◆ What you need to do: Reproduce the records from the start through the line containing "M296 165L312 177L321", swapping "short sleeve" for "long sleeve" and leaving everything else unchanged.

Entries from a dataset:
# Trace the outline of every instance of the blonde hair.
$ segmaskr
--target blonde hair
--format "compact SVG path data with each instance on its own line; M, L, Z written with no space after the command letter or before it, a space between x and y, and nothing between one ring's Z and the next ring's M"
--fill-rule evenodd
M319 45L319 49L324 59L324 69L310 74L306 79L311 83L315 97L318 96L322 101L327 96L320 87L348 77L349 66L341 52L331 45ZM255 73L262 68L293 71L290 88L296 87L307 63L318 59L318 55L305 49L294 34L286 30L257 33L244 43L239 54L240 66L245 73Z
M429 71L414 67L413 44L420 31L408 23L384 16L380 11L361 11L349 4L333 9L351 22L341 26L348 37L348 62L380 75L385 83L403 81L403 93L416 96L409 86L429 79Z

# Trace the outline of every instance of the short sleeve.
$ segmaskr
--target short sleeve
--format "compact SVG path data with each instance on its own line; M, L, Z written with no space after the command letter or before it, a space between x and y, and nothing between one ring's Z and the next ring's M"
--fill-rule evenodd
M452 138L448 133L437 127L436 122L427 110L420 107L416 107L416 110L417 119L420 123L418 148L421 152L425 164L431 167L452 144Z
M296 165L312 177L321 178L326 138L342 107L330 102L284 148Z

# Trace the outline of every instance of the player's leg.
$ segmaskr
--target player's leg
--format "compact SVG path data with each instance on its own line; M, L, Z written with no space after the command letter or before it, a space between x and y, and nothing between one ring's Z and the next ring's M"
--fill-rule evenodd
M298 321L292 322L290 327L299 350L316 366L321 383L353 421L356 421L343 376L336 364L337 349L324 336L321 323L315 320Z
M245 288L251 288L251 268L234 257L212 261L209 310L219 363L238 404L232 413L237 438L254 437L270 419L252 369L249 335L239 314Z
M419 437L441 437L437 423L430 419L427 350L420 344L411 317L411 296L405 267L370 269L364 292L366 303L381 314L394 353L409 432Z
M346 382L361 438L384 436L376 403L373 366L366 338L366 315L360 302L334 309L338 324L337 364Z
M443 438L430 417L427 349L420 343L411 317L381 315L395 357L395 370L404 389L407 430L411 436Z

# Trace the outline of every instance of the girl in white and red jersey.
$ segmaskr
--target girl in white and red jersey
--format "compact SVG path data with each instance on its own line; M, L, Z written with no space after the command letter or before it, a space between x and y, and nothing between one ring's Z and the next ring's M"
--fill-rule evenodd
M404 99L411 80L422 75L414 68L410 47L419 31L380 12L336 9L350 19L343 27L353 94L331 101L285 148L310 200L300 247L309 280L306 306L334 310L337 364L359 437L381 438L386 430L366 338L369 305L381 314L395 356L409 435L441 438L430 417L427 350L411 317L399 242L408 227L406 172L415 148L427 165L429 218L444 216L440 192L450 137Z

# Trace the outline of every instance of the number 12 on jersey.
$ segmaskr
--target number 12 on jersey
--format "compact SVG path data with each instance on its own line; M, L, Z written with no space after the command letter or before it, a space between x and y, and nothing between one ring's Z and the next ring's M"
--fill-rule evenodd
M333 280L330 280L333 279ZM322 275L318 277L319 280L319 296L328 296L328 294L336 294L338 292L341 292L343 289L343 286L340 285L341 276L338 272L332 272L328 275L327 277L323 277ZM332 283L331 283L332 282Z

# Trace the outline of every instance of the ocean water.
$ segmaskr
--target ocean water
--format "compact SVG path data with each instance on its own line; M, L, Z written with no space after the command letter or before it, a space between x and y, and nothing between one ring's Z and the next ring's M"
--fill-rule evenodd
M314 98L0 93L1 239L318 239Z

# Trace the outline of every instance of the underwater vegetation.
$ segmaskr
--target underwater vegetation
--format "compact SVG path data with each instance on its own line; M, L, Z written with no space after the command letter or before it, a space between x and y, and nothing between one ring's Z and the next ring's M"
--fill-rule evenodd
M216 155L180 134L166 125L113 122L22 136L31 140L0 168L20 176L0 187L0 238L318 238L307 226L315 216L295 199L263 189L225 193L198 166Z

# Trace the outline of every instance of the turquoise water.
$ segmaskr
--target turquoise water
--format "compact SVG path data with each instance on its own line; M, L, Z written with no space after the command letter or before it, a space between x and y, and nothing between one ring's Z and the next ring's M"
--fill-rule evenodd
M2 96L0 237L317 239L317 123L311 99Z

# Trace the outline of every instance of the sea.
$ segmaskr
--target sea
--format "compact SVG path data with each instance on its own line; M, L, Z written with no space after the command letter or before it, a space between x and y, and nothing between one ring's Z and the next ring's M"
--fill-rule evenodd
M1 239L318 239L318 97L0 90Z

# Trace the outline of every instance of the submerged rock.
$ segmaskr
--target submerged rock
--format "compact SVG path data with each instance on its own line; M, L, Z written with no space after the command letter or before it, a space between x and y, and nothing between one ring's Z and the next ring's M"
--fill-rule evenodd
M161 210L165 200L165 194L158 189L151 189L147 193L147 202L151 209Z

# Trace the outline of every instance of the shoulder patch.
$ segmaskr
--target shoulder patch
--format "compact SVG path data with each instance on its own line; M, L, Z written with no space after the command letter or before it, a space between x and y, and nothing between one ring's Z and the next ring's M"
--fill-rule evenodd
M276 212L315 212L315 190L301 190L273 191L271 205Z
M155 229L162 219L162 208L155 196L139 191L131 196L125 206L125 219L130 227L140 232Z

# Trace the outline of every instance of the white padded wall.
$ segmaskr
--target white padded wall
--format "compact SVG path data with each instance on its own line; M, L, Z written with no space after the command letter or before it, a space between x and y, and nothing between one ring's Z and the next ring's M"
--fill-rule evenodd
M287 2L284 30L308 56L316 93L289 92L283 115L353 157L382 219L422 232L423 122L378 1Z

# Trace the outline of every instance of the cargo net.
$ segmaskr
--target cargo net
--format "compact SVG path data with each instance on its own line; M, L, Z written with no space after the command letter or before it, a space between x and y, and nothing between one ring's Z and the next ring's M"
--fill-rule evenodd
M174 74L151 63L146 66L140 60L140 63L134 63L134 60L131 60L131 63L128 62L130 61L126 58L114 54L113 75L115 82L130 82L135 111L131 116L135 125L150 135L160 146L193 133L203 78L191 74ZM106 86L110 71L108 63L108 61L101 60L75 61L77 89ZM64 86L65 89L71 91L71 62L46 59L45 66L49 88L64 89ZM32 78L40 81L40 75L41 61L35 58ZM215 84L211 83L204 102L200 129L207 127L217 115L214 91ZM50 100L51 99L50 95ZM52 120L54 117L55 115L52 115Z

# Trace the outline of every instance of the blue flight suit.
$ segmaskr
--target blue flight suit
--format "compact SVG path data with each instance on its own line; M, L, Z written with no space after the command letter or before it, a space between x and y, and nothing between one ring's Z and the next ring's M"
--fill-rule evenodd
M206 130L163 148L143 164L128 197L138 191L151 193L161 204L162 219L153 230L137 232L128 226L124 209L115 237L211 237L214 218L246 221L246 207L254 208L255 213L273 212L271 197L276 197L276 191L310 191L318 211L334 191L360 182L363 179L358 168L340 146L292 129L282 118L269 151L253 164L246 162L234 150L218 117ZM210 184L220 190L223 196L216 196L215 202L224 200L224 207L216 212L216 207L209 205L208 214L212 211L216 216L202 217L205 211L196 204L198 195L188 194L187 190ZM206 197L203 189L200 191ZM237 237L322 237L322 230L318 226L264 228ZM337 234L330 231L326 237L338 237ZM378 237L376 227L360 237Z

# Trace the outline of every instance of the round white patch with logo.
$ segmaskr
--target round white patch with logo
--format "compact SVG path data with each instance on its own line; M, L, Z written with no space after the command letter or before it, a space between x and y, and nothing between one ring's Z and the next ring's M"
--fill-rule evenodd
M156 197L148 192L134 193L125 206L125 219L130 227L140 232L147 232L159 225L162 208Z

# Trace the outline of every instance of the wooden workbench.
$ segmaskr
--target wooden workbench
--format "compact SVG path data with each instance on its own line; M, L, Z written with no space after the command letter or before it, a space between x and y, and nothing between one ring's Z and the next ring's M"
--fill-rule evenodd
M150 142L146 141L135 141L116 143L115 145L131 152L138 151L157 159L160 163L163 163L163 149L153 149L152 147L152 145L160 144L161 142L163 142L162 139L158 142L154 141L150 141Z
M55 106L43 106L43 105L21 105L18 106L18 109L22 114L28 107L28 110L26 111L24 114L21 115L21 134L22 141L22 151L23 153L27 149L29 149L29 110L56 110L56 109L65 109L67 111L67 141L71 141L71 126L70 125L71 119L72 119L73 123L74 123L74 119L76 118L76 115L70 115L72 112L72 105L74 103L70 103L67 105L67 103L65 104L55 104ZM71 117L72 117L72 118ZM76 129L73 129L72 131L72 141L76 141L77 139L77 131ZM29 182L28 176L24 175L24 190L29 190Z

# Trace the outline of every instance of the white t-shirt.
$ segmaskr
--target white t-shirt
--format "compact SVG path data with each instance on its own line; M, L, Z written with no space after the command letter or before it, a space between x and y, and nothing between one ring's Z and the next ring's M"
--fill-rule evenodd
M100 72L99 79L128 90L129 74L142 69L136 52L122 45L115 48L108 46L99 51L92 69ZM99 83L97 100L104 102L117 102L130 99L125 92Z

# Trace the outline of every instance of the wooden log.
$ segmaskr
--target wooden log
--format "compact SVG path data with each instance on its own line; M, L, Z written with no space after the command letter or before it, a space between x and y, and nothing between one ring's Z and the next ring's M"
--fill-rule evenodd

◆ Answer for this exercise:
# Trace the outline of every instance of the blonde hair.
$ segmaskr
--target blonde hair
--format "compact SVG path data with each instance on its own line; M, L, Z written with no space after the command letter or before it, a space between x and y, and nothing between one ring's Z and the next ring's M"
--fill-rule evenodd
M319 45L319 49L324 59L324 69L310 74L306 79L311 83L315 97L318 96L322 101L327 96L320 87L348 77L349 66L341 52L331 45ZM255 73L262 68L293 71L290 88L296 87L307 63L318 59L318 55L305 49L294 34L286 30L257 33L244 43L239 54L240 66L245 73Z
M429 71L414 67L413 44L420 31L408 23L384 16L380 11L361 11L349 4L333 9L351 22L341 26L348 37L348 62L380 75L385 83L403 81L403 93L416 96L409 86L429 79Z

# Trace the outline of every instance of the long sleeve.
$ segmaskr
--target long sleeve
--format "compact SVG path data with each instance on its own line; M, L, Z written with no space after the command letter or before it, a space between x and y, and nothing between one ring's Z and the next ring's M"
--fill-rule evenodd
M452 138L448 133L437 127L436 122L427 110L420 107L416 107L416 110L417 119L420 123L418 148L421 152L425 164L431 167L452 144Z
M296 165L312 177L321 178L326 138L342 107L330 102L284 148Z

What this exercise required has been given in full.